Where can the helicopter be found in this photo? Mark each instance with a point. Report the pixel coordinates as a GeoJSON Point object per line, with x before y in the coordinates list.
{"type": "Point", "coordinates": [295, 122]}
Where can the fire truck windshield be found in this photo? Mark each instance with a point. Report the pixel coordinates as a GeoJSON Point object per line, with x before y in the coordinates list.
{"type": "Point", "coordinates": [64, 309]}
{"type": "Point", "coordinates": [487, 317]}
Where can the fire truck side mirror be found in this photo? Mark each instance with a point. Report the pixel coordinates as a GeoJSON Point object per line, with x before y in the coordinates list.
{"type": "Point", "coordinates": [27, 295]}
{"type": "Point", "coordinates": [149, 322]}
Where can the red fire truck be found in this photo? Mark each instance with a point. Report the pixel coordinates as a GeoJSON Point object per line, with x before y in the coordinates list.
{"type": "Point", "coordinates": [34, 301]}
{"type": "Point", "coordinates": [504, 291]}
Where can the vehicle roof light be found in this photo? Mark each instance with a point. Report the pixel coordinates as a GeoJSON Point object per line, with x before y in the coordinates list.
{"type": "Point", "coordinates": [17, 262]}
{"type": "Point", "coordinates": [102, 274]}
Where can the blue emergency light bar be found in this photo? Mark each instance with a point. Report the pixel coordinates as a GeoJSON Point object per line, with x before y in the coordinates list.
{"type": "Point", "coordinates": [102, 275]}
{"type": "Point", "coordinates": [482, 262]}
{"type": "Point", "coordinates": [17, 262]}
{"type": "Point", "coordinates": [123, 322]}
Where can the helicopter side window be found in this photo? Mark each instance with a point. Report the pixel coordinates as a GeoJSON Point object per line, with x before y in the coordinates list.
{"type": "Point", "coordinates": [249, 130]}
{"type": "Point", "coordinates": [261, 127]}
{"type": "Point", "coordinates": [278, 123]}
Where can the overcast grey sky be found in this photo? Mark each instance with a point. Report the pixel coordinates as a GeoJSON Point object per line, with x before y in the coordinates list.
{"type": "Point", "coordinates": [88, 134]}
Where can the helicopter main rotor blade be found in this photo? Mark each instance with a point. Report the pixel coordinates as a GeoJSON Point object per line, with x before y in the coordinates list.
====================
* **Assignment**
Keep only the lines from the line with "Where can the helicopter side" to the end of the records above, and repeat them exactly.

* **Problem solution**
Where can the helicopter side window be found in this photo? Mark each instance with a point. Report the pixel coordinates as a GeoJSON Point object per line, with x before y in the coordinates list.
{"type": "Point", "coordinates": [249, 130]}
{"type": "Point", "coordinates": [261, 127]}
{"type": "Point", "coordinates": [278, 123]}
Where can the overcast grey sky be found in this photo? Mark each instance with a point. Report the pixel coordinates as a GeoJSON Point object per line, with x before y in the coordinates list.
{"type": "Point", "coordinates": [88, 134]}
Where can the helicopter main rotor blade be found in this photo? Mark each instance with a point. Report the pixel coordinates as a GeoJSON Point object per line, with x before y in the coordinates list.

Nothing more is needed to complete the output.